◆ **Aim of the task**
Repeat what the lines below say, word for word, and skip every image.

◆ **Data**
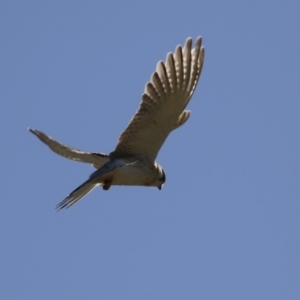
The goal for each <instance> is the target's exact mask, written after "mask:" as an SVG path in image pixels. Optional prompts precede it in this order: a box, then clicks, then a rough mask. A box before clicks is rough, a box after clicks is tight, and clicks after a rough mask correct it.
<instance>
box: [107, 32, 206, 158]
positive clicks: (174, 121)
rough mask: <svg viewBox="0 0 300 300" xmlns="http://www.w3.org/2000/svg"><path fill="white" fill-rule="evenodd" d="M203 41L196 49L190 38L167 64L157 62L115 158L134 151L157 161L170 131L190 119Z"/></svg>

◆ **Your response**
The goal for each <instance> is the target's exact mask, written after "mask:" as an SVG path in image pixels. Optional prompts precede it in this order: a box, then clicks, then a rough mask. A box before clicks is rough, a box after clicks is tight, and clicks after a rough mask correct it.
<instance>
box: [107, 32, 206, 158]
positive clicks: (174, 121)
rough mask: <svg viewBox="0 0 300 300" xmlns="http://www.w3.org/2000/svg"><path fill="white" fill-rule="evenodd" d="M203 41L196 49L190 38L167 64L157 62L115 158L134 151L157 161L170 131L190 119Z"/></svg>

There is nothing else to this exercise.